-------- SELECTED TEXT --------
While much of the circulating narrative suggests that GBP/USD has plummeted on Brexit worries, the new UK PM told reporters that there was “ample scope” to make a deal.

The Guardian published a video interview with Boris Johnson in which he said the aim is to reach a deal, reiterating that a no-deal Brexit was a last resort. He added that although there is no change in the position of European leaders, the communication has been “very, very positive”.

Johnson revealed that he is not even considering negotiating the Irish backstop. He is seeking to make a new deal and stated that the current “withdrawal agreement as it stands is dead”.

On the data front, US inflation figures will be released in the North American session along with Consumer confidence figures. As GBP/USD has mostly been influenced by UK politics, it does not seem likely that this data will have much of an influence.

Rather, market participants will continue to monitor Brexit developments as headline risk certainly appears heightened. As well, the bigger catalyst for a meaningful move in GBP/USD is likely to be Wednesday’s Fed meeting where the US central bank is largely expected to cut rates.

Technical Analysis

Sterling was already the weakest major currency for July before this week started. The early week tumble now has it trading at fresh yearly lows against almost all major currencies.

The exception is the Japanese yen, and that is only because of the yen flash crash near the start the year. On a daily close basis, GBP/JPY is well below the early year low.
-------- LISTED ENTRIES --------
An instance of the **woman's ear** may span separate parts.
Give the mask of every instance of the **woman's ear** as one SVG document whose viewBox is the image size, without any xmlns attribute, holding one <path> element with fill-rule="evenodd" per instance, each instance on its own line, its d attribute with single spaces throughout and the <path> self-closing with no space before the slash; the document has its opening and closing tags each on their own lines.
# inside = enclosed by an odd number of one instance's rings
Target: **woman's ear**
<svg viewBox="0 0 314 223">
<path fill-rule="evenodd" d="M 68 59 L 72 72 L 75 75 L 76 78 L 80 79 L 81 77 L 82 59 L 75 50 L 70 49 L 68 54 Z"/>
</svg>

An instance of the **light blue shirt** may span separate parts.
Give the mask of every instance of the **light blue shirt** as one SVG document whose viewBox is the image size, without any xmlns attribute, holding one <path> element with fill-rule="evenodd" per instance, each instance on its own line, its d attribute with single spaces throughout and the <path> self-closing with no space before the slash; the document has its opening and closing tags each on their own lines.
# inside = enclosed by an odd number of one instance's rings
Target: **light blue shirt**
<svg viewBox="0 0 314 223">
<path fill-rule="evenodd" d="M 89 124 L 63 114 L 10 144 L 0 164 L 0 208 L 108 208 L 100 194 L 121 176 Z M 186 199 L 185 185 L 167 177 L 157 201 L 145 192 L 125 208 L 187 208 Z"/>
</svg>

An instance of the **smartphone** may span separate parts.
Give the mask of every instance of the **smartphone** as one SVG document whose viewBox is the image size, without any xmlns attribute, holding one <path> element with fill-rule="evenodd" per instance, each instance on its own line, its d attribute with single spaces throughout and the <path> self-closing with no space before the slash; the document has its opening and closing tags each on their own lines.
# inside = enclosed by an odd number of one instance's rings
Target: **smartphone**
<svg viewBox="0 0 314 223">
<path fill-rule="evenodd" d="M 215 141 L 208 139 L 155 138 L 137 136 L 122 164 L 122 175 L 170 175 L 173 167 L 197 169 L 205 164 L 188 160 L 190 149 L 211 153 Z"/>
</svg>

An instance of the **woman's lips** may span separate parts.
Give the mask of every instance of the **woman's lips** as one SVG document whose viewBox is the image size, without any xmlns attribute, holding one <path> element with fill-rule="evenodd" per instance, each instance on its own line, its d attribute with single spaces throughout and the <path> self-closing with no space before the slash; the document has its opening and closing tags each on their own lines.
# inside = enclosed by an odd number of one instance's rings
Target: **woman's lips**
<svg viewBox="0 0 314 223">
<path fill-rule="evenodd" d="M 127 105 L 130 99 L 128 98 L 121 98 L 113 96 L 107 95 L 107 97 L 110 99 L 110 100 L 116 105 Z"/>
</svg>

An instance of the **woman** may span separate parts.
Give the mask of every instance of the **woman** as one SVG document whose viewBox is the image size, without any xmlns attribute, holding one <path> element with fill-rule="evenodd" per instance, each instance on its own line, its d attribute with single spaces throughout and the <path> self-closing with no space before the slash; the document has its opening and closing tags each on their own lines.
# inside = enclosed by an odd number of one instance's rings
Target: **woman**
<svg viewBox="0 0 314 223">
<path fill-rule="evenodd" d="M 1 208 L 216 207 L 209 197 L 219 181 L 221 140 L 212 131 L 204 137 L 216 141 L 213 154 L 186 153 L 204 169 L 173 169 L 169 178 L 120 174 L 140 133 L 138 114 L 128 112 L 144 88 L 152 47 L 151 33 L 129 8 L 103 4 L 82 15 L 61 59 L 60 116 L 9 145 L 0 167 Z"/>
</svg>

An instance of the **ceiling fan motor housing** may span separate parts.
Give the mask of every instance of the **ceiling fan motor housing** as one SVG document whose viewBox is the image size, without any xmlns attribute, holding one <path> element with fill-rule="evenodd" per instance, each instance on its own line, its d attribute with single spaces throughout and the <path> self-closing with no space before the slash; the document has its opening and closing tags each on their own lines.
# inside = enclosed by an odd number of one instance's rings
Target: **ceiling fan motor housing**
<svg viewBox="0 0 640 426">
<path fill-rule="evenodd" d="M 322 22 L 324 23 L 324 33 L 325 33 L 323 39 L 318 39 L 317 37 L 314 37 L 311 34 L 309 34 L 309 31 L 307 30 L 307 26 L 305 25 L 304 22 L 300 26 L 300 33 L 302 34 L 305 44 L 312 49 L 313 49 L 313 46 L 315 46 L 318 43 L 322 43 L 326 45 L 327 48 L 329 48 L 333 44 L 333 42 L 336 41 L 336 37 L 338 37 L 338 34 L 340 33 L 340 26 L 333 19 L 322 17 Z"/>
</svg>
--------
## TASK INSTRUCTIONS:
• A. From the text on sterling and Brexit, return the passage starting with "Rather, market participants" and going on through "early year low.".
• B. In the text on sterling and Brexit, what is the US central bank largely expected to do at Wednesday's Fed meeting?

## WRITTEN RESPONSES:
• A.
Rather, market participants will continue to monitor Brexit developments as headline risk certainly appears heightened. As well, the bigger catalyst for a meaningful move in GBP/USD is likely to be Wednesday’s Fed meeting where the US central bank is largely expected to cut rates.

Technical Analysis

Sterling was already the weakest major currency for July before this week started. The early week tumble now has it trading at fresh yearly lows against almost all major currencies.

The exception is the Japanese yen, and that is only because of the yen flash crash near the start the year. On a daily close basis, GBP/JPY is well below the early year low.

• B. It is largely expected to cut rates.